**TASK BRIEF**
The entries below are to be retyped exactly. Preserve every word.
————
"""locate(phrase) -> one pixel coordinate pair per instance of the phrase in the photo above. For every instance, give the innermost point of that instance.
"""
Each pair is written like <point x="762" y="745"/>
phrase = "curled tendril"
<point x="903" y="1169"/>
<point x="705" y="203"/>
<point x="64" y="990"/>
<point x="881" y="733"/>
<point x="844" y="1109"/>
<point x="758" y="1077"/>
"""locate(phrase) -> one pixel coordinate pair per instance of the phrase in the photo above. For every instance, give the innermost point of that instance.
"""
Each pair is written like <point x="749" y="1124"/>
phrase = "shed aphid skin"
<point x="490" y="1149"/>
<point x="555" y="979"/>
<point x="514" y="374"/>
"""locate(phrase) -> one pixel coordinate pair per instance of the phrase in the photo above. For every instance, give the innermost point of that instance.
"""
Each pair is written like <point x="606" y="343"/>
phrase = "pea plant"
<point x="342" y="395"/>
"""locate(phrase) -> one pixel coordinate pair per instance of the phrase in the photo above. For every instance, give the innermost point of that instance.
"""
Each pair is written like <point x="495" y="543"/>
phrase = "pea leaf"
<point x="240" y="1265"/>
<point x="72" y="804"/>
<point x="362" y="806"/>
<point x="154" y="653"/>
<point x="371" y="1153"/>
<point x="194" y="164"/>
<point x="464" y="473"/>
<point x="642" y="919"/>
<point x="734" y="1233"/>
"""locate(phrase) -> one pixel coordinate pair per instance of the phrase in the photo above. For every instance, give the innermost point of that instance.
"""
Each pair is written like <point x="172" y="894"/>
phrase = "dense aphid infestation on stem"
————
**RESPONSE AREA**
"""locate(phrase) -> one pixel coordinate pair per instance of the phrase in the photo above. For every instance, give the innermost point of that instance.
"""
Each pair is written like <point x="762" y="745"/>
phrase = "curled tendril"
<point x="903" y="1169"/>
<point x="705" y="203"/>
<point x="64" y="990"/>
<point x="881" y="733"/>
<point x="844" y="1109"/>
<point x="758" y="1077"/>
"""locate(phrase) -> one pixel coordinate pair per instance of the phrase in the photo above. For every instance, give the innermost point of that instance.
"""
Each pair is written like <point x="749" y="1124"/>
phrase = "shed aphid skin"
<point x="490" y="1149"/>
<point x="555" y="979"/>
<point x="514" y="374"/>
"""locate(phrase) -> one pixel coordinate pair per instance of the phrase in the photo above. For every instance, give the innermost point of that instance.
"""
Each pair is written like <point x="606" y="343"/>
phrase = "pea plant"
<point x="342" y="395"/>
"""locate(phrase) -> one pixel coordinate pair per instance of the phrase in the photo above. For every instance, give the innermost point of that instance.
"""
Each pair is written like <point x="495" y="543"/>
phrase = "pea leaf"
<point x="240" y="1265"/>
<point x="72" y="804"/>
<point x="362" y="806"/>
<point x="154" y="653"/>
<point x="371" y="1153"/>
<point x="194" y="164"/>
<point x="464" y="473"/>
<point x="642" y="919"/>
<point x="734" y="1233"/>
"""locate(phrase) -> one pixel coordinate pair per instance of the phrase in the photo above. For every instance, give the innermost point of that instance.
"""
Each pair is written like <point x="172" y="894"/>
phrase = "dense aphid infestation on stem"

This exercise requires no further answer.